> _PROBLEM TO WORK ON_: Check each statement below against the text on George Houston, answering yes or no and quoting the words of the text that decide it: (a) Houston was named after his father; (b) Houston has released four studio albums; (c) Houston recorded his first songs at age thirteen.

> _DOCUMENT PASSAGE_:
::::::::::
- Born: George Houston 2001 (age 23–24) Inishowen, County Donegal
- Genres: Alternative pop, Folk
- Occupation: Singer-songwriter
- Instruments: Vocals, guitar
- Years active: 2021–present
- Labels: Independent

= George Houston (singer) =

Irish singer-songwriter

George Houston (born 2001) is an Irish singer-songwriter from Inishowen, County Donegal. He has released four studio albums, and toured internationally with Paul Weller, Hothouse Flowers, and Joshua Burnside.

==Early life==
Houston was born in Inishowen, County Donegal. He was named after his grandfather. He recalls falling in love with music after watching the 1986 Jim Henson film Labyrinth and its star David Bowie, and states that the first song he ever learned to play was "Dr. Fell" by Juliet Turner. Houston's father encouraged him to pursue songwriting when he was thirteen, and recorded his first songs at sixteen when his parents gifted him a day pass to a local studio.
::::::::::
> _DATA SECTION_:

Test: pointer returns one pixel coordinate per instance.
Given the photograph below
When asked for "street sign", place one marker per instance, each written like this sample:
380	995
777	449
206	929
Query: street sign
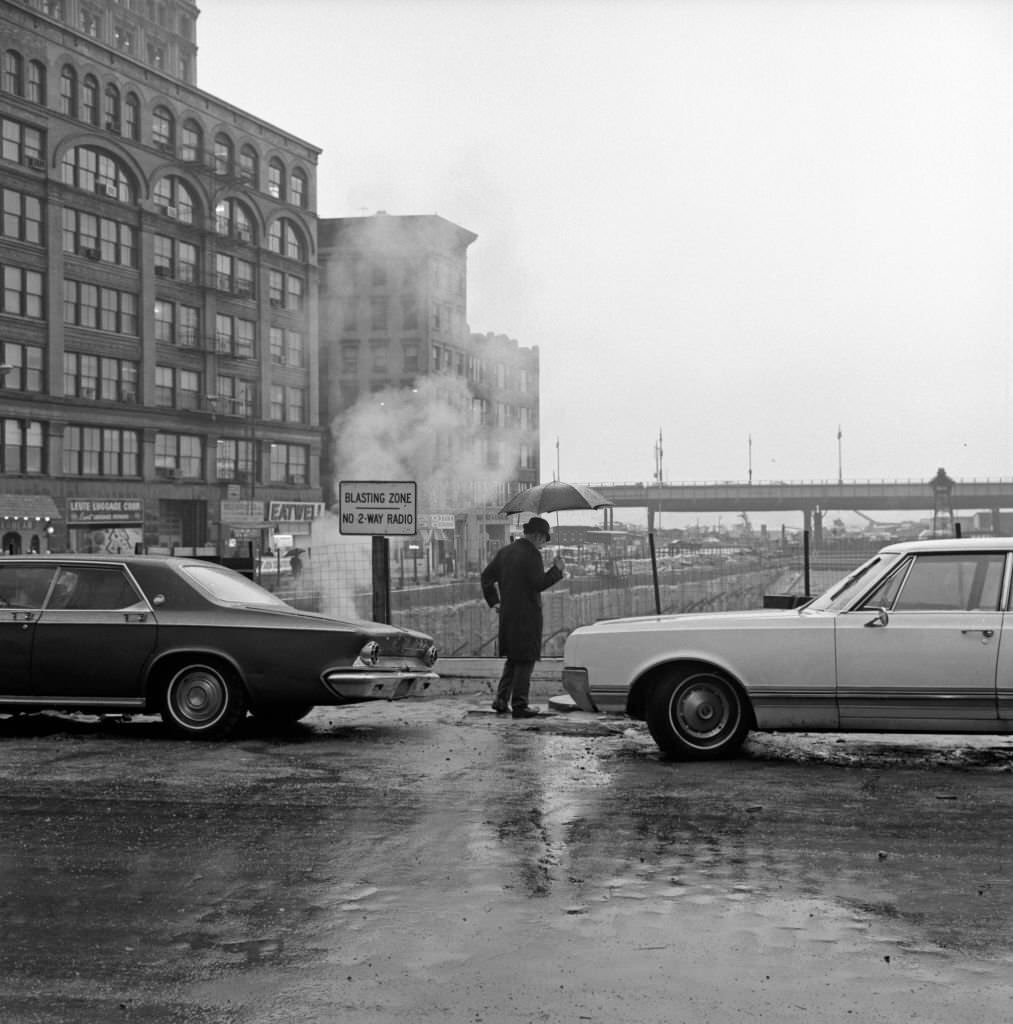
::::::::::
> _EXERCISE ANSWER_:
(a) No: "He was named after his grandfather."
(b) Yes: "He has released four studio albums"
(c) No: "recorded his first songs at sixteen"